=== Textblock ===

# OpenSuse 11.3 Wie gut ist es?



## msimpr (26. August 2010)

Guten Abend 

Heute habe ich mir für 10 Euro eine Zetung von Linux itern mit Opensuse 11.3 gekauft.

Jetzt wollte ich gerne eure Meinungen zu Opensuse 11.3 hören.

was haltet ihr von diesem brandtneuen Betribsystem?


----------



## Exillia (26. August 2010)

Huhu
OpenSuse 11.3 ist kein Brandneues Betriebsystem....
OpenSuse 11.3 ist eine neue version der Distrubtion....
Ich selber habe auf meinem Eee Pc 1000H (meiner Chatmaschine)
selber OpenSuse 11.3 und muss sagen das ich damit sehr zufrieden bin...
Ich brauchte mich bei der Installation nicht um die Treiber kümmern 
das hat er  alles Onboard,sprich nach der Installtion kann es losgehen..
also für einen Laptop mit dem man nur Chattet.Mp3,Videos und kleine Spiele,(sprich Sauerbraten einem Egoshoter) die Optimale Distrubtion!
(Nebenbei hab ich allerdings zum Gamen einen Pc mit Windows für die guten Spiele wie COD4 usw!)

=== Die Daten ===

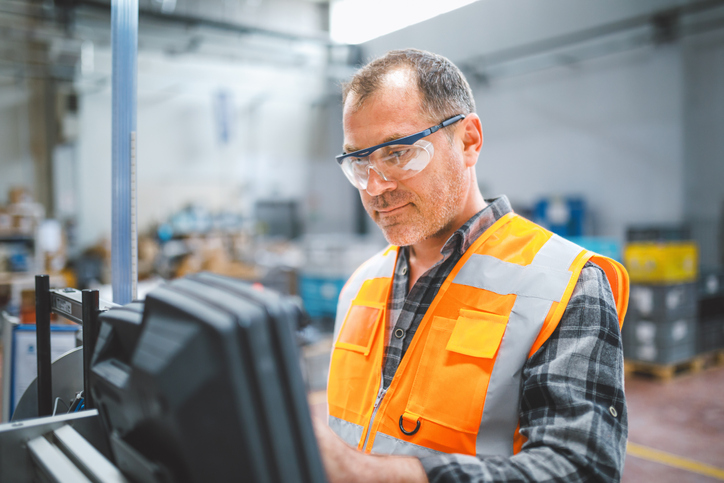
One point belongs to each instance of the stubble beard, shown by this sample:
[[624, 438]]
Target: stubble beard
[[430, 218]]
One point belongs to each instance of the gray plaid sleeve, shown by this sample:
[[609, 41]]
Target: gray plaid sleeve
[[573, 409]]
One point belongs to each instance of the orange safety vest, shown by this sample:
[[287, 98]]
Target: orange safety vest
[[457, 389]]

===
=== Die Daten ===

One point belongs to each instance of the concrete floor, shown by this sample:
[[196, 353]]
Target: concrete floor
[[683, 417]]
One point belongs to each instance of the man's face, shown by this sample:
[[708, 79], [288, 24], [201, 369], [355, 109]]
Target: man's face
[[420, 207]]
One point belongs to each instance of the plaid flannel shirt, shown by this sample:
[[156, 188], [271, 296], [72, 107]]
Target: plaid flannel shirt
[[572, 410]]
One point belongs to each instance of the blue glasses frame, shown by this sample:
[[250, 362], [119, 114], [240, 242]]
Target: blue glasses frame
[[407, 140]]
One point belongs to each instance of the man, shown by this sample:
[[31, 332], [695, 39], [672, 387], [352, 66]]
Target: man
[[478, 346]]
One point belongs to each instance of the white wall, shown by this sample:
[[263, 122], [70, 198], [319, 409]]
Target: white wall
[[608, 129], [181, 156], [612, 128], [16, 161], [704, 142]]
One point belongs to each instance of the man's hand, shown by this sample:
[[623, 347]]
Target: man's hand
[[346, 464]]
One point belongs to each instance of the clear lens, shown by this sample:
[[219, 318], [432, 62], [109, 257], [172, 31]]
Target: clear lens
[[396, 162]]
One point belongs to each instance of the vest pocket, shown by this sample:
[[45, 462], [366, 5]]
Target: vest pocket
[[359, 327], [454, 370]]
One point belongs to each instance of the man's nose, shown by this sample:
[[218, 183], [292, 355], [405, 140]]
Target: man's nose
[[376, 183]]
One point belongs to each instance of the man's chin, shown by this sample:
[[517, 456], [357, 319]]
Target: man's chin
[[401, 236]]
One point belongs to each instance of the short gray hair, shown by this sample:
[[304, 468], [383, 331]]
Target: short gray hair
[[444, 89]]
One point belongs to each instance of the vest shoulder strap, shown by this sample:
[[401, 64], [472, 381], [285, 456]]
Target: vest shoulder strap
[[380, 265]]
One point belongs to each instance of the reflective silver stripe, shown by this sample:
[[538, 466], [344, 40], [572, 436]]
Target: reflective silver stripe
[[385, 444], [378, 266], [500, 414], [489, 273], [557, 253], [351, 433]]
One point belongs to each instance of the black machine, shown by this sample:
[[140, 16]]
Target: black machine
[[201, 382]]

===
=== Die Daten ===

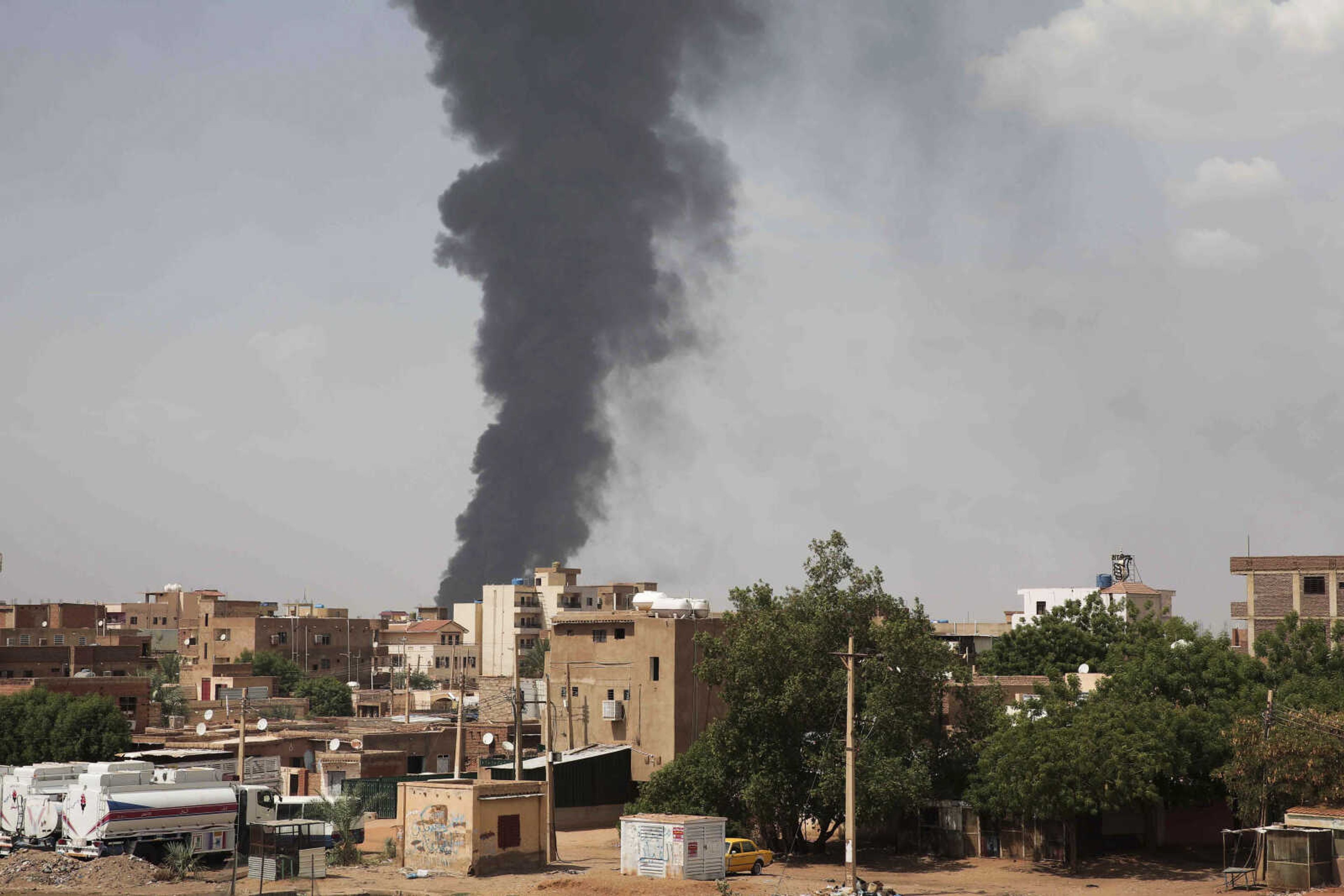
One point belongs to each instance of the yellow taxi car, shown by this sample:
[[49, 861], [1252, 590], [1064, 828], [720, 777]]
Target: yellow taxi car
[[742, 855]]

===

■ **Die Aufgaben**:
1 > Gib aus dem Forenthread über OpenSuse 11.3 den Abschnitt wortgetreu wieder, der mit den Worten „## Exillia (26.“ beginnt und mit „1000H (meiner Chatmaschine)“ endet.
2 > Schreib aus den Einträgen nur den Abschnitt heraus, der mit der Zeile mit „One point belongs to each instance of the man's nose, shown“ beginnt und mit der Zeile mit „253], [351, 433]]“ endet. Beide Zeilen gehören dazu.

■ **Lösungen je Aufgabe**:
1 >
## Exillia (26. August 2010)

Huhu
OpenSuse 11.3 ist kein Brandneues Betriebsystem....
OpenSuse 11.3 ist eine neue version der Distrubtion....
Ich selber habe auf meinem Eee Pc 1000H (meiner Chatmaschine)

2 >
One point belongs to each instance of the man's nose, shown by this sample:
[[218, 183], [292, 355], [405, 140]]
Target: man's nose
[[376, 183]]
One point belongs to each instance of the man's chin, shown by this sample:
[[517, 456], [357, 319]]
Target: man's chin
[[401, 236]]
One point belongs to each instance of the short gray hair, shown by this sample:
[[304, 468], [383, 331]]
Target: short gray hair
[[444, 89]]
One point belongs to each instance of the vest shoulder strap, shown by this sample:
[[401, 64], [472, 381], [285, 456]]
Target: vest shoulder strap
[[380, 265]]
One point belongs to each instance of the reflective silver stripe, shown by this sample:
[[538, 466], [344, 40], [572, 436]]
Target: reflective silver stripe
[[385, 444], [378, 266], [500, 414], [489, 273], [557, 253], [351, 433]]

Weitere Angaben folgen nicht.